::: Exercise input

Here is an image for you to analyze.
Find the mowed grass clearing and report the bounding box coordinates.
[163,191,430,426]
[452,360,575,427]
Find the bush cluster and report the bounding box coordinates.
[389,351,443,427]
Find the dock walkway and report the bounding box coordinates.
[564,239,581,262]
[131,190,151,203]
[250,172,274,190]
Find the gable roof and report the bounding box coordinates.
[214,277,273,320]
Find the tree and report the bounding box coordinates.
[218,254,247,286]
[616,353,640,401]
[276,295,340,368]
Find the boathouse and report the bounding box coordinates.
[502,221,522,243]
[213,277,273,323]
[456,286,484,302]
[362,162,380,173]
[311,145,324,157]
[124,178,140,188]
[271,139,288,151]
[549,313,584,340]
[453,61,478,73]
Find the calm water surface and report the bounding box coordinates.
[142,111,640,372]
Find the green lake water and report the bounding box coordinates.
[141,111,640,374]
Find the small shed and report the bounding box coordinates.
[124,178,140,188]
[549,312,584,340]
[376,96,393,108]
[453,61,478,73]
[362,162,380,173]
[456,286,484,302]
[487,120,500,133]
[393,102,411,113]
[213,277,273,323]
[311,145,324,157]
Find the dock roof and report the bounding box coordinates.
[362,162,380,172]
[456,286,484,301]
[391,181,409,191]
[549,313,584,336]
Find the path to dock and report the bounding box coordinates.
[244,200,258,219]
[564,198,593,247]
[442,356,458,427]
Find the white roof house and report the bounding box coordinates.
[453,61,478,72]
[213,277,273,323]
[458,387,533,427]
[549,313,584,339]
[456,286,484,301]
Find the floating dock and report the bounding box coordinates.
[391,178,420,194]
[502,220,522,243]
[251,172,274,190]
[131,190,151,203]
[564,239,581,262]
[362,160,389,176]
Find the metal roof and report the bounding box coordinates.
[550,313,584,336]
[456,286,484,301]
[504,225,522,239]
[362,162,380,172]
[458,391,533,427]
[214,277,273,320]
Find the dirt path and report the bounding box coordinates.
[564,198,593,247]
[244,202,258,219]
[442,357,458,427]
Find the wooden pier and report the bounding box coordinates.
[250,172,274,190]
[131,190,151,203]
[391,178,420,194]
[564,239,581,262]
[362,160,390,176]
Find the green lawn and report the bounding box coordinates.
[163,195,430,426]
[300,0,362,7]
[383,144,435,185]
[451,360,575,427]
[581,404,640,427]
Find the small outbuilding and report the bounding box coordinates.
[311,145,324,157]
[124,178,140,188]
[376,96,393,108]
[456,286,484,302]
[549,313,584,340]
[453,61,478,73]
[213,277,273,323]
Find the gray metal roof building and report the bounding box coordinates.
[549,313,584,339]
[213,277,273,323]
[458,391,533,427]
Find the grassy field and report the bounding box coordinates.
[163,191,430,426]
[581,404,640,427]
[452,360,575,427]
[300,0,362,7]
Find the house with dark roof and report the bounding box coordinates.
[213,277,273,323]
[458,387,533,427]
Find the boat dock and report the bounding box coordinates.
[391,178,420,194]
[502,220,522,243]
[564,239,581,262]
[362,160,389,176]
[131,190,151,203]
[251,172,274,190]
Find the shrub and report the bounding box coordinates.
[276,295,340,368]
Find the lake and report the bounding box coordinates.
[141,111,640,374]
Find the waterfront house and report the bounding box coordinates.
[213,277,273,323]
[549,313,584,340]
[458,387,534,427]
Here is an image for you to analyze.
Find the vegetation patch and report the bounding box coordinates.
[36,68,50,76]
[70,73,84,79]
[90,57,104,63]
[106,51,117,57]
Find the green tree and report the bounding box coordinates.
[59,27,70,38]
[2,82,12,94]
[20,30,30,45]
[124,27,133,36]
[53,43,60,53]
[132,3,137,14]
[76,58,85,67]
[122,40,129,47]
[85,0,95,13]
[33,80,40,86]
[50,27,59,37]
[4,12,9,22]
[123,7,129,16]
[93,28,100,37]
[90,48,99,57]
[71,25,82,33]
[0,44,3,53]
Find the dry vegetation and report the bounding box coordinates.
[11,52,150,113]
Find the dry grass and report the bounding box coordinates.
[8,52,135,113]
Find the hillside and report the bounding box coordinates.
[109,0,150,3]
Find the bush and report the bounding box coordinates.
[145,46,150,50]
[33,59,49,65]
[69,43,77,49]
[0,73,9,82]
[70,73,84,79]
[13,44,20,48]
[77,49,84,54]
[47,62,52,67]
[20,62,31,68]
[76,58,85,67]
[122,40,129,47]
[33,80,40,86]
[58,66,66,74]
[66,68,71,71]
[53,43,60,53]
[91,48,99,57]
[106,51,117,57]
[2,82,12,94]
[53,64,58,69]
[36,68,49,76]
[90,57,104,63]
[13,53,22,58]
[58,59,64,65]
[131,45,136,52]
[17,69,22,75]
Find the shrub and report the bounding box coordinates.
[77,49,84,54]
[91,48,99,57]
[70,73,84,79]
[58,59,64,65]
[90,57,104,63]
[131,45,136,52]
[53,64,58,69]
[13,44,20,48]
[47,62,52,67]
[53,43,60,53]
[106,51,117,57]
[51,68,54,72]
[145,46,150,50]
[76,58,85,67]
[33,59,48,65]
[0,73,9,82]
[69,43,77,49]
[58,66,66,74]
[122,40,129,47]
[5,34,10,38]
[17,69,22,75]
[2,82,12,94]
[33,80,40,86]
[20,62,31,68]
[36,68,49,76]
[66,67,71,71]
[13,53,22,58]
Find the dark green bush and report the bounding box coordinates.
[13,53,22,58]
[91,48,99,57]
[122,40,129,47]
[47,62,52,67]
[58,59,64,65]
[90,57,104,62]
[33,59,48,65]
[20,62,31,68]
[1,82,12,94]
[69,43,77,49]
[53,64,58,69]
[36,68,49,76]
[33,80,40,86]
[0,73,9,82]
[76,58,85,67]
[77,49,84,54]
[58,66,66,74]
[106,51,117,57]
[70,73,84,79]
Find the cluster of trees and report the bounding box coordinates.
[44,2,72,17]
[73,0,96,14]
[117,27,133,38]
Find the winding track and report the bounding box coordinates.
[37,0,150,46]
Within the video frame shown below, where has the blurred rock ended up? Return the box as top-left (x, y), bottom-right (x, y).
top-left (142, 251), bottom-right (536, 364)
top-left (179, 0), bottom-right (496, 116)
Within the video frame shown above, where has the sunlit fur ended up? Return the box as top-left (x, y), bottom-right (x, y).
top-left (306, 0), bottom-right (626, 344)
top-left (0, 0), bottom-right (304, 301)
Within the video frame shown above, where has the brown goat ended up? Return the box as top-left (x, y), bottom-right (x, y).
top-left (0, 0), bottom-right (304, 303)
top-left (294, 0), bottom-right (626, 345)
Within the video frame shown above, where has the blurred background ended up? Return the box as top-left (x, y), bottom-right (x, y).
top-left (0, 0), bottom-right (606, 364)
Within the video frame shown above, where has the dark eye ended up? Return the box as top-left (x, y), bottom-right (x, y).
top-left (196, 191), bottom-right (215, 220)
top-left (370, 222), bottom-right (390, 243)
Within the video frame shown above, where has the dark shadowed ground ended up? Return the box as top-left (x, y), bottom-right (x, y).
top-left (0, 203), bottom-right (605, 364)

::::::

__Task details__.
Arrange every line of the rows above as a Markdown table with the columns Number and Line. Give each line its row number and leave out blank lines.

__Completed task__.
| Number | Line |
|---|---|
| 1 | Here is an image for you to analyze. |
| 2 | Find the mowed grass clearing and report the bounding box coordinates. |
| 3 | [163,191,430,426] |
| 4 | [452,360,575,427] |
| 5 | Find the bush cluster and report the bounding box coordinates. |
| 6 | [389,351,443,427] |
| 7 | Find the dock walkway and report the bounding box coordinates. |
| 8 | [564,239,581,262] |
| 9 | [131,190,151,203] |
| 10 | [250,172,274,190] |
| 11 | Find the gable roof and report the bounding box coordinates. |
| 12 | [214,277,273,320] |
| 13 | Find the tree and report the bounding box coordinates. |
| 14 | [218,254,247,286] |
| 15 | [616,353,640,401] |
| 16 | [276,295,340,368] |
| 17 | Find the boathouse and report the bounding box coordinates. |
| 18 | [502,221,522,243] |
| 19 | [213,277,273,323] |
| 20 | [456,286,484,302] |
| 21 | [362,162,380,173] |
| 22 | [311,145,324,157] |
| 23 | [124,178,140,188] |
| 24 | [271,139,288,151] |
| 25 | [549,313,584,340] |
| 26 | [453,61,478,73] |
| 27 | Find the calm water surface and report the bounding box coordinates. |
| 28 | [142,111,640,372] |
| 29 | Find the green lake water and report the bounding box coordinates. |
| 30 | [141,111,640,374] |
| 31 | Find the small shed and report the bounding box coordinates. |
| 32 | [124,178,140,188] |
| 33 | [549,312,584,340] |
| 34 | [376,96,393,108] |
| 35 | [453,61,478,73] |
| 36 | [362,162,380,173] |
| 37 | [456,286,484,302] |
| 38 | [487,120,500,133] |
| 39 | [393,102,411,113] |
| 40 | [213,277,273,323] |
| 41 | [311,145,324,157] |
| 42 | Find the dock roof and report the bounding box coordinates. |
| 43 | [362,162,380,172] |
| 44 | [456,286,484,301] |
| 45 | [391,181,409,191] |
| 46 | [549,313,584,336] |
| 47 | Find the path to dock and report the bounding box coordinates. |
| 48 | [244,200,258,219] |
| 49 | [564,198,593,247] |
| 50 | [442,356,458,427] |
| 51 | Find the white roof house and report the bounding box coordinates. |
| 52 | [453,61,478,72] |
| 53 | [213,277,273,323] |
| 54 | [458,387,533,427] |
| 55 | [549,313,584,339] |
| 56 | [456,286,484,301] |
| 57 | Find the floating dock and report the bounding box coordinates. |
| 58 | [391,178,420,194] |
| 59 | [502,220,522,243] |
| 60 | [251,172,274,190] |
| 61 | [131,190,151,203] |
| 62 | [564,239,581,262] |
| 63 | [362,160,389,176] |
| 64 | Find the metal roof and report the bounding box coordinates. |
| 65 | [550,313,584,336] |
| 66 | [456,286,484,301] |
| 67 | [504,225,522,239] |
| 68 | [362,162,380,172] |
| 69 | [458,391,533,427] |
| 70 | [214,277,273,320] |
| 71 | Find the dirt path and report the bounding box coordinates. |
| 72 | [564,198,593,247] |
| 73 | [244,202,258,219] |
| 74 | [442,357,458,427] |
| 75 | Find the wooden pier and report the bounding box coordinates. |
| 76 | [250,172,274,190] |
| 77 | [131,190,151,203] |
| 78 | [391,178,420,194] |
| 79 | [564,239,581,262] |
| 80 | [362,160,390,176] |
| 81 | Find the green lawn and report the bounding box coordinates. |
| 82 | [163,195,430,426] |
| 83 | [300,0,362,7] |
| 84 | [383,144,435,185] |
| 85 | [451,360,575,427] |
| 86 | [581,404,640,427] |
| 87 | Find the small outbuilding and report the bounding box coordinates. |
| 88 | [311,145,324,157] |
| 89 | [124,178,140,188] |
| 90 | [376,96,393,108] |
| 91 | [456,286,484,302] |
| 92 | [549,313,584,340] |
| 93 | [453,61,478,73] |
| 94 | [213,277,273,323] |
| 95 | Find the gray metal roof building and report the bounding box coordinates. |
| 96 | [549,313,584,339] |
| 97 | [213,277,273,323] |
| 98 | [458,391,533,427] |
| 99 | Find the grassy field and report the bounding box coordinates. |
| 100 | [163,191,430,426] |
| 101 | [581,404,640,427] |
| 102 | [452,360,575,427] |
| 103 | [300,0,362,7] |
| 104 | Find the house with dark roof and report the bounding box coordinates. |
| 105 | [213,277,273,323] |
| 106 | [458,387,533,427] |
| 107 | Find the boat dock and report the bounding box coordinates. |
| 108 | [391,178,420,194] |
| 109 | [502,220,522,243] |
| 110 | [564,239,581,262] |
| 111 | [362,160,389,176] |
| 112 | [131,190,151,203] |
| 113 | [251,172,274,190] |
| 114 | Find the shrub and report the bounding box coordinates. |
| 115 | [276,295,340,368] |
| 116 | Find the lake and report the bounding box coordinates. |
| 117 | [141,111,640,374] |
| 118 | Find the waterfront house and report the bounding box coordinates. |
| 119 | [213,277,273,323] |
| 120 | [549,313,584,340] |
| 121 | [458,387,534,427] |
| 122 | Here is an image for you to analyze. |
| 123 | Find the vegetation patch and report the bounding box coordinates. |
| 124 | [36,68,50,76] |
| 125 | [70,73,84,79] |
| 126 | [90,57,104,63] |
| 127 | [106,51,117,57] |
| 128 | Find the green tree and report the bounding box coordinates. |
| 129 | [59,27,70,38] |
| 130 | [2,82,12,94] |
| 131 | [20,30,30,45] |
| 132 | [124,27,133,36] |
| 133 | [53,43,60,53] |
| 134 | [132,3,137,14] |
| 135 | [76,58,85,67] |
| 136 | [122,40,129,47] |
| 137 | [85,0,95,13] |
| 138 | [33,80,40,86] |
| 139 | [50,27,59,37] |
| 140 | [4,12,9,22] |
| 141 | [123,7,129,16] |
| 142 | [93,28,100,37] |
| 143 | [90,48,99,57] |
| 144 | [71,25,82,33] |
| 145 | [0,44,3,53] |
| 146 | Find the dry vegetation and report the bounding box coordinates. |
| 147 | [11,52,150,113] |
| 148 | Find the dry grass and report the bounding box coordinates. |
| 149 | [8,52,135,113] |
| 150 | Find the hillside and report the bounding box coordinates. |
| 151 | [109,0,150,3] |
| 152 | Find the bush and report the bounding box coordinates. |
| 153 | [145,46,150,50] |
| 154 | [33,59,49,65] |
| 155 | [69,43,77,49] |
| 156 | [0,73,9,82] |
| 157 | [70,73,84,79] |
| 158 | [13,44,20,48] |
| 159 | [77,49,84,54] |
| 160 | [47,62,52,67] |
| 161 | [20,62,31,68] |
| 162 | [76,58,85,67] |
| 163 | [122,40,129,47] |
| 164 | [33,80,40,86] |
| 165 | [58,66,66,74] |
| 166 | [66,68,71,71] |
| 167 | [53,43,60,53] |
| 168 | [91,48,99,57] |
| 169 | [106,51,117,57] |
| 170 | [2,82,12,94] |
| 171 | [53,64,58,69] |
| 172 | [36,68,49,76] |
| 173 | [90,57,104,63] |
| 174 | [13,53,22,58] |
| 175 | [58,59,64,65] |
| 176 | [131,45,136,52] |
| 177 | [17,69,22,75] |
| 178 | Find the shrub and report the bounding box coordinates. |
| 179 | [77,49,84,54] |
| 180 | [91,48,99,57] |
| 181 | [70,73,84,79] |
| 182 | [58,59,64,65] |
| 183 | [90,57,104,63] |
| 184 | [131,45,136,52] |
| 185 | [53,64,58,69] |
| 186 | [13,44,20,48] |
| 187 | [47,62,52,67] |
| 188 | [53,43,60,53] |
| 189 | [106,51,117,57] |
| 190 | [51,68,54,72] |
| 191 | [145,46,150,50] |
| 192 | [76,58,85,67] |
| 193 | [33,59,48,65] |
| 194 | [0,73,9,82] |
| 195 | [69,43,77,49] |
| 196 | [58,66,66,74] |
| 197 | [122,40,129,47] |
| 198 | [5,34,10,38] |
| 199 | [17,69,22,75] |
| 200 | [2,82,12,94] |
| 201 | [33,80,40,86] |
| 202 | [20,62,31,68] |
| 203 | [36,68,49,76] |
| 204 | [66,67,71,71] |
| 205 | [13,53,22,58] |
| 206 | Find the dark green bush and report the bounding box coordinates. |
| 207 | [13,53,22,58] |
| 208 | [91,48,99,57] |
| 209 | [122,40,129,47] |
| 210 | [47,62,52,67] |
| 211 | [58,59,64,65] |
| 212 | [90,57,104,62] |
| 213 | [33,59,48,65] |
| 214 | [20,62,31,68] |
| 215 | [1,82,12,94] |
| 216 | [69,43,77,49] |
| 217 | [53,64,58,69] |
| 218 | [36,68,49,76] |
| 219 | [33,80,40,86] |
| 220 | [0,73,9,82] |
| 221 | [76,58,85,67] |
| 222 | [77,49,84,54] |
| 223 | [58,66,66,74] |
| 224 | [106,51,117,57] |
| 225 | [70,73,84,79] |
| 226 | Find the cluster of trees and report the bounding box coordinates. |
| 227 | [44,2,72,17] |
| 228 | [73,0,96,14] |
| 229 | [117,27,133,38] |
| 230 | Find the winding track and report the bounding box coordinates. |
| 231 | [37,0,150,46] |
| 232 | Within the video frame shown below, where has the blurred rock ended up? Return the box as top-left (x, y), bottom-right (x, y). |
| 233 | top-left (142, 251), bottom-right (536, 364) |
| 234 | top-left (179, 0), bottom-right (496, 116) |
| 235 | Within the video frame shown above, where has the sunlit fur ended up? Return the box as top-left (x, y), bottom-right (x, y). |
| 236 | top-left (306, 0), bottom-right (626, 344) |
| 237 | top-left (0, 0), bottom-right (304, 301) |
| 238 | Within the video frame shown above, where has the brown goat ended up? Return the box as top-left (x, y), bottom-right (x, y). |
| 239 | top-left (0, 0), bottom-right (304, 303) |
| 240 | top-left (294, 0), bottom-right (626, 345) |
| 241 | Within the video frame shown above, where has the blurred background ended up? Return the box as top-left (x, y), bottom-right (x, y). |
| 242 | top-left (0, 0), bottom-right (606, 364) |
| 243 | Within the video frame shown above, where has the dark eye ended up? Return the box as top-left (x, y), bottom-right (x, y). |
| 244 | top-left (196, 191), bottom-right (215, 220) |
| 245 | top-left (370, 222), bottom-right (390, 243) |
| 246 | Within the video frame shown above, where has the dark shadowed ground ended up? Return the box as top-left (x, y), bottom-right (x, y). |
| 247 | top-left (0, 203), bottom-right (605, 364) |